# GIVEN TEXT

FROM the opening, Jamaican-tinged steel drums of Wanderlust, you feel pretty sure that the debut album from Southampton's Delays is going to be something pretty special.

The feeling is confirmed moments later, as former singles, Nearer Than Heaven and Long Time Coming arrive to sweep you along on a tidal wave of indie-pop delight.

With Faded Seaside Glamour, the Delays have delivered everything they have so far promised, a lush, feel-good, daydream of a long-player, packed with memorable records that seem designed to make you feel happy and uplifted.

It's no mean feat, given the indie penchant for soul-searching and groaning, but here is an album that is spontaneously delightful, from the very first moment you hear it.

The Delays seem to have found the knack of catching listeners with simple, but oh-so-effective hooks, best emphasised by that mesmerising whistle at the start of Long Time Coming - the track which really helped them to break through.

Wanderlust does it with the steel drums and sublimely cheerful guitar rifts, while Hey Girl revists the cheerful indie jangles of the past, effortlessly evoking memories of The La's at their finest.

Throughout, though, the album possesses an identity of its own, which allows it to feel like something genuinely exciting.

Perhaps this is due to the band's unmistakeable vocal style, as I'm sure I cannot be alone into being fooled into thinking they were fronted by a woman when I first heard them.

[Location identification items]

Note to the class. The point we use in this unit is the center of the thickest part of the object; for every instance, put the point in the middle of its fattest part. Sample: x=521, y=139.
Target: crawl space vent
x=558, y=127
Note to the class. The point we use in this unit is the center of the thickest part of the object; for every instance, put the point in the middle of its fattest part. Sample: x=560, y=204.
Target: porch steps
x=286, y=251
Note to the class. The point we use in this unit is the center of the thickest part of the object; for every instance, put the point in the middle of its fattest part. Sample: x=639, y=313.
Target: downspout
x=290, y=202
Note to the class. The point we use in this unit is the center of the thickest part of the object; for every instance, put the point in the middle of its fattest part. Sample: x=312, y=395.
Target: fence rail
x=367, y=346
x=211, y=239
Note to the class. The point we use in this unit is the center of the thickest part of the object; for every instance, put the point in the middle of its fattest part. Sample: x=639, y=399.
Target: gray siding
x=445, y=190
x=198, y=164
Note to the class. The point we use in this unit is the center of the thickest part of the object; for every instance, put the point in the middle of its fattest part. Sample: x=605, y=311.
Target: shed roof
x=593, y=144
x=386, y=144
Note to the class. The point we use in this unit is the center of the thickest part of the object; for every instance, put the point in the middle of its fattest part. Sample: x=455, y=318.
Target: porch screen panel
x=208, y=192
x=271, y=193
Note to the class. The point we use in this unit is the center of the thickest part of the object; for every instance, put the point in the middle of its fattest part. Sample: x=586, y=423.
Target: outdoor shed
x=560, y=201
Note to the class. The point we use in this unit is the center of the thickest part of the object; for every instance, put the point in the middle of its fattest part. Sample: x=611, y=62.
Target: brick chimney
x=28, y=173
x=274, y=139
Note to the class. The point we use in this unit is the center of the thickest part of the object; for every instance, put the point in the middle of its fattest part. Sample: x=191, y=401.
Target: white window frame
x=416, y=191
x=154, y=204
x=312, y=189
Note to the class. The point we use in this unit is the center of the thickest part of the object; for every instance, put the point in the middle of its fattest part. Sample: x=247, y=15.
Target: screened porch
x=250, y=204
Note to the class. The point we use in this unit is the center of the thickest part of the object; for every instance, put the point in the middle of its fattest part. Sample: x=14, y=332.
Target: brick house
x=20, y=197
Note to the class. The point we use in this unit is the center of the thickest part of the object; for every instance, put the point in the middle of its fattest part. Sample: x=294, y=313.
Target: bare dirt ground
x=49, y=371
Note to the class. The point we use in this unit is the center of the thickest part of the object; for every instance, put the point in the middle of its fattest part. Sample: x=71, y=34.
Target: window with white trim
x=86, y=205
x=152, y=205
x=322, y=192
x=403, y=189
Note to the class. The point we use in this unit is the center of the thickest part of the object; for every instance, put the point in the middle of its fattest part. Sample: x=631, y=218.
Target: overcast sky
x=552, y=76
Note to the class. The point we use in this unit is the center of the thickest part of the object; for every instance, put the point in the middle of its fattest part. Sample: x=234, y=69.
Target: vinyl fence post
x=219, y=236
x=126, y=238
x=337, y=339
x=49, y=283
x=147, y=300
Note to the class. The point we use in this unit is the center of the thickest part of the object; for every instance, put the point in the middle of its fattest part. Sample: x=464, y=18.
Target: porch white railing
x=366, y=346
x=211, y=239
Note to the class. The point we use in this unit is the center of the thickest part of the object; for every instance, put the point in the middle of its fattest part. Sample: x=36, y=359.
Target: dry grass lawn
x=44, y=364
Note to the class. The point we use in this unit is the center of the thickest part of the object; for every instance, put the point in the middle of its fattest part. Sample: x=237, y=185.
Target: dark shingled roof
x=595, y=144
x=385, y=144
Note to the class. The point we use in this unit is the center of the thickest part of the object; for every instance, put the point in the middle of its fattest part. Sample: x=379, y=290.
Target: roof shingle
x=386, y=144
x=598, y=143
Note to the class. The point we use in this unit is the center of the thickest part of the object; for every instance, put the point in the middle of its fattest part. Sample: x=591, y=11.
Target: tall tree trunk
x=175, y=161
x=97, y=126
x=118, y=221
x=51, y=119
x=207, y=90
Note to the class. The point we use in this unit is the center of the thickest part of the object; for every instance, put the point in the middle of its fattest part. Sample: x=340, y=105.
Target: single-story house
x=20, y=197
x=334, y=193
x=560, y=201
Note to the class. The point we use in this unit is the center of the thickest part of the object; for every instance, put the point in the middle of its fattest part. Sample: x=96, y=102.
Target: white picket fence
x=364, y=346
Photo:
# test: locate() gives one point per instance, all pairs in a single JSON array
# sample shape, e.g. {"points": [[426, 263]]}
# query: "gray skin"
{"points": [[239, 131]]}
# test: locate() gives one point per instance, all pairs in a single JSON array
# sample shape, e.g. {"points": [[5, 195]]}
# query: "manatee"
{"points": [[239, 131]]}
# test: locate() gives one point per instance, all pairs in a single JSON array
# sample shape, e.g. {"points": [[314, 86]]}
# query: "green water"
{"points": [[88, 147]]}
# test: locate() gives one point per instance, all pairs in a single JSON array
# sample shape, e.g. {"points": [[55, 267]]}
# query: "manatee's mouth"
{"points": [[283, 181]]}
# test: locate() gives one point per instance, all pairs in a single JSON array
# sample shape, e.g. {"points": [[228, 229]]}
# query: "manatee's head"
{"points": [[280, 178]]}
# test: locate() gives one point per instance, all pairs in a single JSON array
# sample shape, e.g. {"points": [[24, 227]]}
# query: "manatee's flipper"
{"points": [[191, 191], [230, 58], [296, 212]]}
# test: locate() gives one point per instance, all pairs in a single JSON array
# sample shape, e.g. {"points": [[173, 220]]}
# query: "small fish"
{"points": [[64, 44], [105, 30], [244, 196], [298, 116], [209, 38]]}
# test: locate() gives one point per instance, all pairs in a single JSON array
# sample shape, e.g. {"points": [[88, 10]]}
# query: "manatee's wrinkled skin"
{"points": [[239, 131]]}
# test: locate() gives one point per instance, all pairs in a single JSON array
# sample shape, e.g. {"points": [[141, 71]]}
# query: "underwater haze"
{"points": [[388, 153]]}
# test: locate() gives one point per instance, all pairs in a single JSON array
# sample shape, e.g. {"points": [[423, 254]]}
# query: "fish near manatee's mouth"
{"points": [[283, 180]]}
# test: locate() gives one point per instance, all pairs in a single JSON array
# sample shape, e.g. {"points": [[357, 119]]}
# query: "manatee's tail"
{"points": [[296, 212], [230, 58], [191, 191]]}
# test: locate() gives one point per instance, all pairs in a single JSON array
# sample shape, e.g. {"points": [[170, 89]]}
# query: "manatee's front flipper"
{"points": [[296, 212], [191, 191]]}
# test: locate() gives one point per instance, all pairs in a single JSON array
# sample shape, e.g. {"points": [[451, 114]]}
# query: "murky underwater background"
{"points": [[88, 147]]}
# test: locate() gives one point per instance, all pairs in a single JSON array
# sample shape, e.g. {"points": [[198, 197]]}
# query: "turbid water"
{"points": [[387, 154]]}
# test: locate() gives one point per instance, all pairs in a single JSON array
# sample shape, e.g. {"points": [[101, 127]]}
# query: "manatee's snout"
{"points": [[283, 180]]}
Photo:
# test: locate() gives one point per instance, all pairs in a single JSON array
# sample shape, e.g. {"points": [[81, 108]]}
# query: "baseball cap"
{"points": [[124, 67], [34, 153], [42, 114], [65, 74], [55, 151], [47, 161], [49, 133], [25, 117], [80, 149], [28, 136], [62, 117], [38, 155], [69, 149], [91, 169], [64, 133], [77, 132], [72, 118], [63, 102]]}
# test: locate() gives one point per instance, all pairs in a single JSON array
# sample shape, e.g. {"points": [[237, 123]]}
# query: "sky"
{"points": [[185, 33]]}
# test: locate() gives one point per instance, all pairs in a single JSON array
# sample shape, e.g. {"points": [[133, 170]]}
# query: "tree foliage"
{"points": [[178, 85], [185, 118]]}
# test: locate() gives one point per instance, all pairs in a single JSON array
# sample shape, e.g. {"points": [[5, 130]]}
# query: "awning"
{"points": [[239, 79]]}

# GIVEN PROBLEM 1
According to the album review, what instrument opens the track Wanderlust?
# GIVEN PROBLEM 2
Retype the album review from "FROM the opening, Jamaican-tinged" to "you hear it.".

# TASK OUTPUT 1
Jamaican-tinged steel drums.

# TASK OUTPUT 2
FROM the opening, Jamaican-tinged steel drums of Wanderlust, you feel pretty sure that the debut album from Southampton's Delays is going to be something pretty special.

The feeling is confirmed moments later, as former singles, Nearer Than Heaven and Long Time Coming arrive to sweep you along on a tidal wave of indie-pop delight.

With Faded Seaside Glamour, the Delays have delivered everything they have so far promised, a lush, feel-good, daydream of a long-player, packed with memorable records that seem designed to make you feel happy and uplifted.

It's no mean feat, given the indie penchant for soul-searching and groaning, but here is an album that is spontaneously delightful, from the very first moment you hear it.